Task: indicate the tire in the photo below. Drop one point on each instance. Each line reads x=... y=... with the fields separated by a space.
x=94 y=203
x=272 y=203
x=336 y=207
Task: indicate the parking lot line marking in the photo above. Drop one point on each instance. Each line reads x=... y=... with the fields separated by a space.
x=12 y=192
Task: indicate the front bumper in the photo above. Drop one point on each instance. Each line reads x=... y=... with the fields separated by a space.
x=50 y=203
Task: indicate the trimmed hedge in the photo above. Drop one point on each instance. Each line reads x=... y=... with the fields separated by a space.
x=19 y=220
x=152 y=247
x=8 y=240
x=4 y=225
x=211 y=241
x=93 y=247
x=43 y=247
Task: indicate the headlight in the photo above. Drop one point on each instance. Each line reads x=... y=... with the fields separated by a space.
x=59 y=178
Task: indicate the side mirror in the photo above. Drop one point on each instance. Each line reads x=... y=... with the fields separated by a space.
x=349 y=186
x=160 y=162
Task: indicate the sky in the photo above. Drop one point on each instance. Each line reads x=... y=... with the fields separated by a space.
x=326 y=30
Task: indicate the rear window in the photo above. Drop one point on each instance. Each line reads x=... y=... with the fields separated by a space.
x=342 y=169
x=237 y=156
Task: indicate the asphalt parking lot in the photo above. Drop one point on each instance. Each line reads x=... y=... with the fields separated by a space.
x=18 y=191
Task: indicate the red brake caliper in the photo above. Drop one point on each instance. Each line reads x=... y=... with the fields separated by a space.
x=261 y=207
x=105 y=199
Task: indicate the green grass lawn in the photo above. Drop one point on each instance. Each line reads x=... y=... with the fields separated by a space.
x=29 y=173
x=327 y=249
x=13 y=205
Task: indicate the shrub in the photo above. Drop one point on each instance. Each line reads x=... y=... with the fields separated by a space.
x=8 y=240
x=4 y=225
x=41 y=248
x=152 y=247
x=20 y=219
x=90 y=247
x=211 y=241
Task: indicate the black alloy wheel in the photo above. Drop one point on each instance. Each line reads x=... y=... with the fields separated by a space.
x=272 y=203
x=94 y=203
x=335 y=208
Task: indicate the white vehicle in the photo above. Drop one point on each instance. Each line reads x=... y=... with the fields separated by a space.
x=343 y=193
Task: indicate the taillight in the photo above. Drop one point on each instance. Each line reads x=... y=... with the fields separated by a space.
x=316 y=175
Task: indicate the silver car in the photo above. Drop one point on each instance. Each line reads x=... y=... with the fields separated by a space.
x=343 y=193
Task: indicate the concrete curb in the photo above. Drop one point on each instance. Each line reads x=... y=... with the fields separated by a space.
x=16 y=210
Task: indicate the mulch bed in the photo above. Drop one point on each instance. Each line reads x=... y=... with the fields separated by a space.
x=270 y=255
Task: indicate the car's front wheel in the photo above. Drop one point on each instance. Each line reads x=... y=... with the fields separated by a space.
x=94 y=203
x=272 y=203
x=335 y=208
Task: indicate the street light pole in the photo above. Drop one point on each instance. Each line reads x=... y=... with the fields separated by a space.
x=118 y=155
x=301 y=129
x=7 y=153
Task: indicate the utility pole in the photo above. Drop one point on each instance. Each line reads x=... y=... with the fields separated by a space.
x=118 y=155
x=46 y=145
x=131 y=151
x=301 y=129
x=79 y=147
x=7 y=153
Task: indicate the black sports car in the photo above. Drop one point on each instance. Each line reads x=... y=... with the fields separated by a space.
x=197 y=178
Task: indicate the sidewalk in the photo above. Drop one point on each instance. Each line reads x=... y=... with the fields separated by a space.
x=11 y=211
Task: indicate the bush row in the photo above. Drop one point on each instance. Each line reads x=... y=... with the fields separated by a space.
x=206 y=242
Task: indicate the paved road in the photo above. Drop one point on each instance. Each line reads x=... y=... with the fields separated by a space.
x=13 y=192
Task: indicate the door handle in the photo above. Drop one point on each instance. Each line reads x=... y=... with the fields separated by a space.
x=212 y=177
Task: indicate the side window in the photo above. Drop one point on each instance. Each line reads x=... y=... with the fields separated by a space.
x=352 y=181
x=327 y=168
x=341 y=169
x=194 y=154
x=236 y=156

####################

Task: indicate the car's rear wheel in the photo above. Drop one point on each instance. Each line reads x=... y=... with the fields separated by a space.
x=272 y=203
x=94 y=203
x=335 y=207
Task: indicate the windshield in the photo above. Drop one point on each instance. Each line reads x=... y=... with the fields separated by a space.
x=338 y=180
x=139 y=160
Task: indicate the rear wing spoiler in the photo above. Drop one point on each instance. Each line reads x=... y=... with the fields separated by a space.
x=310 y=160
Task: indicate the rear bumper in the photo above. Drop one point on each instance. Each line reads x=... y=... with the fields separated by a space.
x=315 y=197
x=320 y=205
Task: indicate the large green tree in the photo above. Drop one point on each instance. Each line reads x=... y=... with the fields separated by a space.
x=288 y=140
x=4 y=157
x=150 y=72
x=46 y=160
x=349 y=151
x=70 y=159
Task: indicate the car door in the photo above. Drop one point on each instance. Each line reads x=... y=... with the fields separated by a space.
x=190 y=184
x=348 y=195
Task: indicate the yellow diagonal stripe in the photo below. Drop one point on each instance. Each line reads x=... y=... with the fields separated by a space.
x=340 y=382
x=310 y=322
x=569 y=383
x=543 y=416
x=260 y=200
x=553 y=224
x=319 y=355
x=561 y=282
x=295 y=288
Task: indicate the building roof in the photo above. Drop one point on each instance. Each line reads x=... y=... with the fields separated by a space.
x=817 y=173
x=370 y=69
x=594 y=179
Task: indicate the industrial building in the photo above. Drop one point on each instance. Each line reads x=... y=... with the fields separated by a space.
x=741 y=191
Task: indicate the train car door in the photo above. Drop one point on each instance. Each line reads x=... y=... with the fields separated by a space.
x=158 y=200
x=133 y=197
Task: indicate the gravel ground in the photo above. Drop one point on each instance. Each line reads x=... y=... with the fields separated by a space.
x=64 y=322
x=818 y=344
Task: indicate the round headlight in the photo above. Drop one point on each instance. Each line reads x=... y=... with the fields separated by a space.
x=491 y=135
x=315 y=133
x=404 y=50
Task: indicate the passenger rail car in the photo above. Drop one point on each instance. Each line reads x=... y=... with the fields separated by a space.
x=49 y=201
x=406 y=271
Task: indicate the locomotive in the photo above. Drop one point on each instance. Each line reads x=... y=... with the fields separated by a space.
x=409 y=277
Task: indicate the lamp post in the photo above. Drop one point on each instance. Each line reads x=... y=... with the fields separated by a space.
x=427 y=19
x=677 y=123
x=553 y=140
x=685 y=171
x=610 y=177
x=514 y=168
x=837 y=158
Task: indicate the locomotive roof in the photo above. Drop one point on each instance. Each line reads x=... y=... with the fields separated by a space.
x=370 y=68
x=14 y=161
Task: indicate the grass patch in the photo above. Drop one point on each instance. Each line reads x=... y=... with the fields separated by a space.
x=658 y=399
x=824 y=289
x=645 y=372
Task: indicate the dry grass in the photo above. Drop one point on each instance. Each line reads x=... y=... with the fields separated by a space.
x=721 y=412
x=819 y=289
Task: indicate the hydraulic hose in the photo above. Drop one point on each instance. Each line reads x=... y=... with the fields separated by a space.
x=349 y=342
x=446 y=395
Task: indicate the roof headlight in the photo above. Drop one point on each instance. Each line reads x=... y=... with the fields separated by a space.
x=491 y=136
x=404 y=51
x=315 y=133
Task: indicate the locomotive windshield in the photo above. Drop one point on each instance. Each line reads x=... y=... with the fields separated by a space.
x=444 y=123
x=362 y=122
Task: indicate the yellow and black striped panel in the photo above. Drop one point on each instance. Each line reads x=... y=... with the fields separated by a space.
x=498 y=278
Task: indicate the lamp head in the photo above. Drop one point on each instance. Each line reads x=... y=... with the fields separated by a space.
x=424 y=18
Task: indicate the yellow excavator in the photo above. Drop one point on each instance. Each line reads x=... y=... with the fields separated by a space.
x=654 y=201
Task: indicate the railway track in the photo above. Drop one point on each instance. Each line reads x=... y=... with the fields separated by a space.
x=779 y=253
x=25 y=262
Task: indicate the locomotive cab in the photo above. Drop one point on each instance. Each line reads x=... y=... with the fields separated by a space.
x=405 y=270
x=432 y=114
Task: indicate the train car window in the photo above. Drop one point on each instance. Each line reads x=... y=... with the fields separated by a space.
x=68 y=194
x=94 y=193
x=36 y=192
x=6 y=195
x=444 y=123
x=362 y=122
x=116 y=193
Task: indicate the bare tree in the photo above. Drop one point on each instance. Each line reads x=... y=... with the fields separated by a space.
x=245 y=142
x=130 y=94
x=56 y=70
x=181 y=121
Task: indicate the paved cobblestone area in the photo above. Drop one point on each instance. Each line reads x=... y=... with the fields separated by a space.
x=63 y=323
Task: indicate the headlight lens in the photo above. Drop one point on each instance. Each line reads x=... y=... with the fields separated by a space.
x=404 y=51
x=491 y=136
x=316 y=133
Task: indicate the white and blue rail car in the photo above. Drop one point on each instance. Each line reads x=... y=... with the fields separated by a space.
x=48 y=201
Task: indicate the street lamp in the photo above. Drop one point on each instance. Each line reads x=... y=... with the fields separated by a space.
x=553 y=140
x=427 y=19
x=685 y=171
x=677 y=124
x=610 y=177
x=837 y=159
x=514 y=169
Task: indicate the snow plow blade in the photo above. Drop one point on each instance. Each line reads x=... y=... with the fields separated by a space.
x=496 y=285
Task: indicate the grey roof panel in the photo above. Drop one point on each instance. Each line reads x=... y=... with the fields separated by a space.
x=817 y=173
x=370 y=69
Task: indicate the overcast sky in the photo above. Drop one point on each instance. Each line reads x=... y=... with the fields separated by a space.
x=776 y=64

####################

PROBLEM STATEMENT: Print the lines from the items verbatim, beginning with the line that contains "Task: indicate the railway" and continuing through the line that contains "x=316 y=133", with both of those lines included. Give only those lines.

WORKED SOLUTION:
Task: indicate the railway track in the photo above. Drop one point on each instance. Each line reads x=... y=... with the fields separated by a space.
x=779 y=253
x=25 y=262
Task: indicate the locomotive cab in the photo above. Drop one point on each instance. Each line reads x=... y=... with the fields separated by a space.
x=405 y=270
x=432 y=114
Task: indicate the train car window in the photo above. Drop one point on each instance. Each line reads x=... y=... with the fields separated by a space.
x=68 y=194
x=94 y=193
x=36 y=192
x=6 y=195
x=444 y=123
x=362 y=122
x=116 y=193
Task: indicate the bare tree in the photo above. Drop one point on each instance. Each line reads x=... y=... with the fields separated by a space.
x=245 y=142
x=130 y=94
x=56 y=70
x=181 y=121
Task: indicate the paved cobblestone area in the photo above. Drop one point on each instance. Each line reads x=... y=... with the fields separated by a space.
x=63 y=323
Task: indicate the headlight lens in the photo above. Drop one point on each instance. Each line reads x=... y=... with the fields separated by a space.
x=404 y=51
x=491 y=136
x=316 y=133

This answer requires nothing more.